__Exercise objective__
Copy the records verbatim from their start up to and including the line with "negative clicks: (222, 61) (198, 44)". Leave out the pictures.

__Dataset extract__
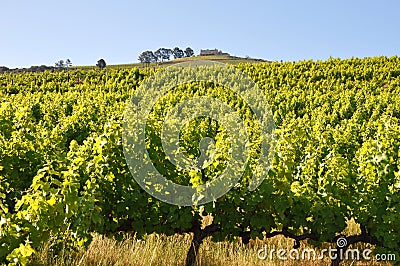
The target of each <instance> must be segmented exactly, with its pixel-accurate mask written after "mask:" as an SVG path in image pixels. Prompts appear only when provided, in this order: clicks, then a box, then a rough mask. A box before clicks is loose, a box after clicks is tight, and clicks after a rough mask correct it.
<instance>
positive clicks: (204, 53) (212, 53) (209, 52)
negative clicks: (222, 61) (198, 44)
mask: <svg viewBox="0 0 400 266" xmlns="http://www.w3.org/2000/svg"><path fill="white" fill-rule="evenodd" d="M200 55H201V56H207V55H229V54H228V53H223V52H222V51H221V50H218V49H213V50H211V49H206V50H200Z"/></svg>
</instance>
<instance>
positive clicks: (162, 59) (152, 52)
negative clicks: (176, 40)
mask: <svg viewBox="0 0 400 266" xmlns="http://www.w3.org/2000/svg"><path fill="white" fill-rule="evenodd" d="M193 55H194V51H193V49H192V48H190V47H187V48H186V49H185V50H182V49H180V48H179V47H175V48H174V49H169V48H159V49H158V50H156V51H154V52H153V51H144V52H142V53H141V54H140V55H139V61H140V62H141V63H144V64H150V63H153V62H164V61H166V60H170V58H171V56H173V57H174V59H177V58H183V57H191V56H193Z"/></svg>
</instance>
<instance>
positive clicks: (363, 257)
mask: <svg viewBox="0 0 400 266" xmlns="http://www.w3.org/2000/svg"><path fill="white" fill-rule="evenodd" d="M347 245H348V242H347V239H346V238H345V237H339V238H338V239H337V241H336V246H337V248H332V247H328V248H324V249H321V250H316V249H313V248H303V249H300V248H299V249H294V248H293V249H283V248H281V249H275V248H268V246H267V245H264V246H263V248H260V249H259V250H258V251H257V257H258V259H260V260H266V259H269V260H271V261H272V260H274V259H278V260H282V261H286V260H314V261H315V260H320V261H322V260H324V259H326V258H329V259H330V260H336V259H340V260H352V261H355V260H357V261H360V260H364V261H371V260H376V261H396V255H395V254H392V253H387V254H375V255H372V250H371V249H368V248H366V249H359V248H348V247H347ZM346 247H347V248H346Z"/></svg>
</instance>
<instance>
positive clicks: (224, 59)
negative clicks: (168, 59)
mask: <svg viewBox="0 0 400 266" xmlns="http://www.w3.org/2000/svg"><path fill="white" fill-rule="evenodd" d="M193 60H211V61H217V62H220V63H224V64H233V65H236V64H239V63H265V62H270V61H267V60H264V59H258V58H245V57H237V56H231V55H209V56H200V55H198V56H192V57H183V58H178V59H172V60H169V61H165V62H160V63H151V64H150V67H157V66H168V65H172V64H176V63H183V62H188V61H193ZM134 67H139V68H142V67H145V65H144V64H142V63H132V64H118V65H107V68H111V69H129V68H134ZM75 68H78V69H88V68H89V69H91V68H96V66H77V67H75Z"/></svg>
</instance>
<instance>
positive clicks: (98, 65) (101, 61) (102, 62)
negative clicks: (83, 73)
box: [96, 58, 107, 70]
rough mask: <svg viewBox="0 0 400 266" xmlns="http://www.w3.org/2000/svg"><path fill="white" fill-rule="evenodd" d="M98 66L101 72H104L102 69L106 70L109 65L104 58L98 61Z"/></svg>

__Reply to the exercise__
The target of each <instance> must be segmented exactly, with its pixel-accurate mask written after "mask:" as an SVG path in image pixels. Prompts appear only when provided, in this order: clicks, then a box, then a rough mask. A box before clicks is loose, a box after clicks is tight, and clicks after a rough mask correct it.
<instance>
positive clicks: (204, 53) (212, 53) (209, 52)
negative clicks: (222, 61) (198, 44)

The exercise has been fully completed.